[START OF Provided passage]

Applying these standards, the Court concludes that a rational jury given the Parkes instruction could have found the jurisdictional element beyond a reasonable doubt. The parties agree that the pertinent evidence concerns the testimony relating to the source of the marijuana that Marcano and Clinton Davy stole or intended to steal from drug dealer Wesley Thomas. Davy testified that he telephoned Thomas and ordered eight pounds of marijuana from him—specifically, "Jamaican, yard weed," that was "made in Jamaica"—and that Thomas told him that "he would have it" at the time the sale was supposed to take place. Everton Scott, Thomas's usual supplier, testified that he typically supplied Thomas with marijuana that came from Jamaica but that he did not supply the four pounds of marijuana that Davy and Marcano stole from Thomas at the time of the murder.
The government argues that this evidence proves the required "potential," de minimis effect on interstate commerce. Marcano, however, argues that the ordering of Jamaican marijuana cannot count for jurisdictional purposes because the placing of the order was just a ruse, i.e., that Davy and Marcano did not really care whether the marijuana they stole came from Jamaica, as evidenced by the fact that they went directly to Thomas's apartment after Davy placed the order, without allowing time for Thomas to obtain the Jamaican product or even verifying that he obtained it. Thomas was a relatively randomly selected target, Marcano argues, and at the very least, the objective of the robbery was not specifically to obtain Jamaican marijuana.
The government, however, is unquestionably correct. Marcano cites no authority—and there is none of which the Court is aware—holding that a proven effect on interstate commerce must also be the specific objective of the Hobbs Act robbery to count for jurisdictional purposes. A potential and very slight effect on interstate commerce is all the cases require, and that was proven here.
Although not a listed "ground" or "claim" on his counsel-prepared 2255 motion form, Marcano argues in his brief that the failure of trial and initial appellate counsel to raise and preserve the jurisdictional issue in anticipation of Parkes constitutes ineffective assistance. The claim does not present a basis for section 2255 relief: without reaching the issue of counsel's performance, the Court concludes that Marcano could not show the required prejudice because the jurisdictional claim has no merit. See generally Strickland v. Washington, 466 U.S. 668 (1984).

[END OF Provided passage]

### Given request 1
In the court opinion, how many pounds of marijuana did Davy order from Thomas?
### Given request 2
Reproduce word for word the part of the court opinion that begins at "The government argues" and stops after "obtain Jamaican marijuana.".
The rows after the court opinion aren't needed.

[START OF Listed entries]

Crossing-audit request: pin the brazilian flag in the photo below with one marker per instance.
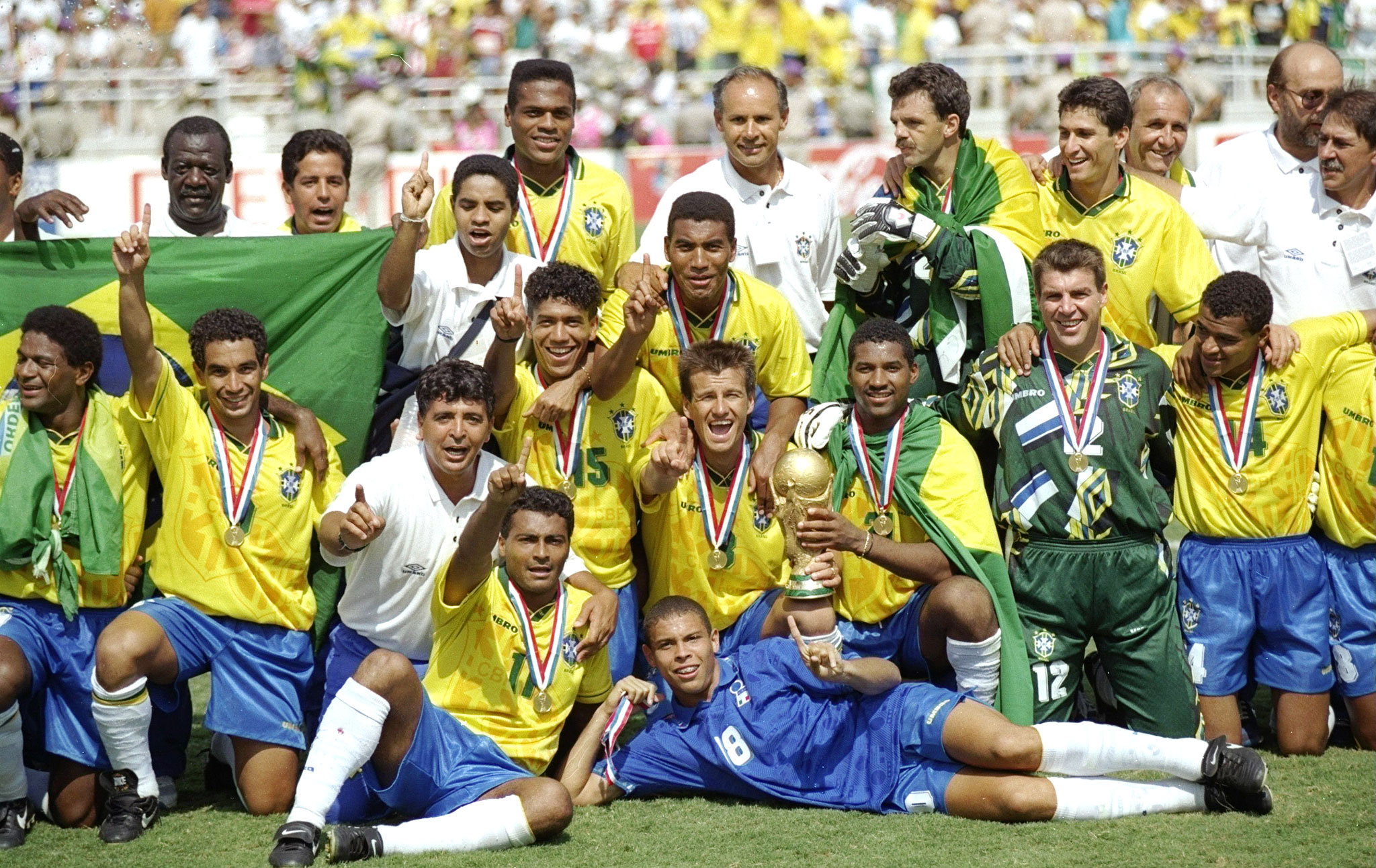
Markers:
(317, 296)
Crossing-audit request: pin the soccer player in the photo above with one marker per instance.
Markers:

[END OF Listed entries]

### Complete response 1
Eight pounds.

### Complete response 2
The government argues that this evidence proves the required "potential," de minimis effect on interstate commerce. Marcano, however, argues that the ordering of Jamaican marijuana cannot count for jurisdictional purposes because the placing of the order was just a ruse, i.e., that Davy and Marcano did not really care whether the marijuana they stole came from Jamaica, as evidenced by the fact that they went directly to Thomas's apartment after Davy placed the order, without allowing time for Thomas to obtain the Jamaican product or even verifying that he obtained it. Thomas was a relatively randomly selected target, Marcano argues, and at the very least, the objective of the robbery was not specifically to obtain Jamaican marijuana.